## start Material to process

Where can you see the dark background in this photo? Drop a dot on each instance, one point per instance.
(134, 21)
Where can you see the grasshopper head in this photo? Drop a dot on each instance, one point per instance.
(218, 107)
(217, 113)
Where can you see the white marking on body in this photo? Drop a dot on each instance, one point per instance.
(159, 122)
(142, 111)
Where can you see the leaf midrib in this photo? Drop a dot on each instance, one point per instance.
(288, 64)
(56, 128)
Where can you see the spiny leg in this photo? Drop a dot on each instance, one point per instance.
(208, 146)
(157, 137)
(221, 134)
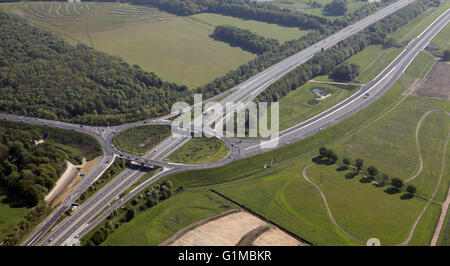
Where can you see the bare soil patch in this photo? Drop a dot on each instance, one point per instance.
(437, 85)
(235, 228)
(74, 178)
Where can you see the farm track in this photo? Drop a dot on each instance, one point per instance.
(328, 207)
(416, 222)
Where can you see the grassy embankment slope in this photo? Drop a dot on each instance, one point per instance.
(74, 144)
(162, 221)
(281, 194)
(140, 139)
(200, 150)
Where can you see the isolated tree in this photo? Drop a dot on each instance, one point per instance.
(446, 55)
(336, 8)
(151, 202)
(323, 151)
(411, 189)
(345, 72)
(359, 163)
(373, 171)
(131, 212)
(346, 161)
(385, 178)
(332, 156)
(397, 182)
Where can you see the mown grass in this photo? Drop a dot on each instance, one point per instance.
(417, 25)
(287, 199)
(296, 106)
(267, 30)
(442, 40)
(140, 139)
(388, 145)
(160, 222)
(363, 209)
(176, 49)
(425, 228)
(200, 150)
(351, 5)
(372, 60)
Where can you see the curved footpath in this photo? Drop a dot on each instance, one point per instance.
(445, 205)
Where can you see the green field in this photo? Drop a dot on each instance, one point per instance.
(158, 223)
(11, 214)
(384, 138)
(173, 47)
(372, 60)
(282, 34)
(441, 40)
(140, 139)
(352, 5)
(296, 106)
(417, 25)
(200, 150)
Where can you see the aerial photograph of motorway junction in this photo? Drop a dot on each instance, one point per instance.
(224, 123)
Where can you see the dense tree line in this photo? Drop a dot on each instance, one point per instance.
(245, 39)
(41, 75)
(27, 170)
(324, 62)
(246, 9)
(289, 48)
(336, 8)
(345, 72)
(149, 198)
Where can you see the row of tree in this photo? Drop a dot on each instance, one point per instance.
(246, 9)
(151, 197)
(325, 62)
(41, 75)
(373, 172)
(245, 39)
(336, 8)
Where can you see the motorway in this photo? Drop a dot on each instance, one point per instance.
(241, 148)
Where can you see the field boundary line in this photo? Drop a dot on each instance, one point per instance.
(290, 233)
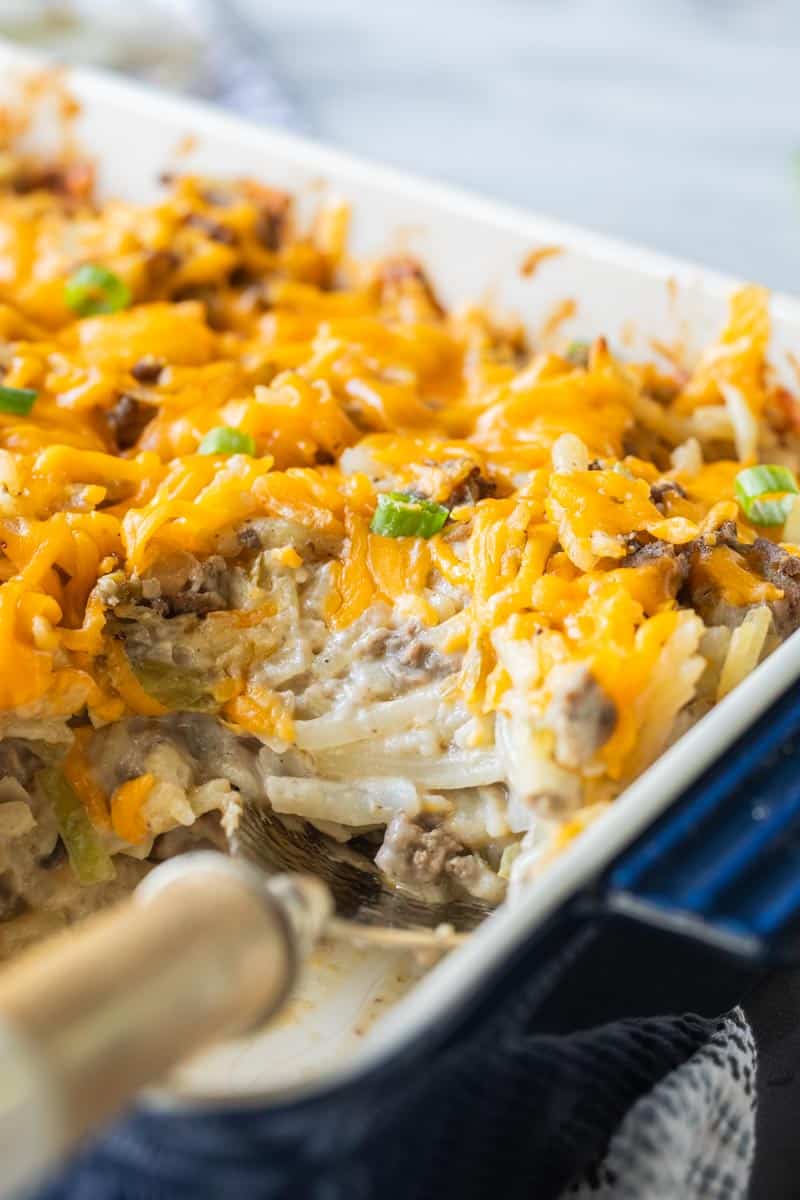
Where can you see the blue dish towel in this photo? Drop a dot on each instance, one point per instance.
(660, 1108)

## end Material to process

— Instructions to follow —
Copy out word for word the part of the entries that opens with the line containing "Where can you see the green" and runs through the end of the entries. Leave the pictures out of your answer.

— Task response —
Where can you see the green field in this photo? Drop a dot on each instance, one point per instance.
(158, 223)
(11, 214)
(384, 138)
(173, 47)
(372, 60)
(282, 34)
(441, 40)
(140, 139)
(352, 5)
(296, 106)
(417, 25)
(200, 150)
Where can you see the aerial photograph of motorway junction in this photo? Drop a dot on each instance, one point per instance.
(224, 123)
Where can you see the dense tree line in this photo? Drop a dot on each instance, one point per instance.
(245, 39)
(41, 75)
(27, 170)
(324, 62)
(246, 9)
(289, 48)
(336, 8)
(345, 72)
(149, 198)
Where can you see the row of tree in this photo? Drop a dot on each instance, one point per instance.
(246, 9)
(151, 197)
(325, 62)
(41, 75)
(373, 172)
(245, 39)
(336, 8)
Where can you see the motorway in this photo? Drop a dot on each instance, one point per instance.
(241, 148)
Where can you see the field boundary line in this photo? Drop a dot on each instance, one point per instance.
(290, 233)
Where can you see the blue dish towel in this photo? Drop a dot on each instance, one point per instance.
(660, 1108)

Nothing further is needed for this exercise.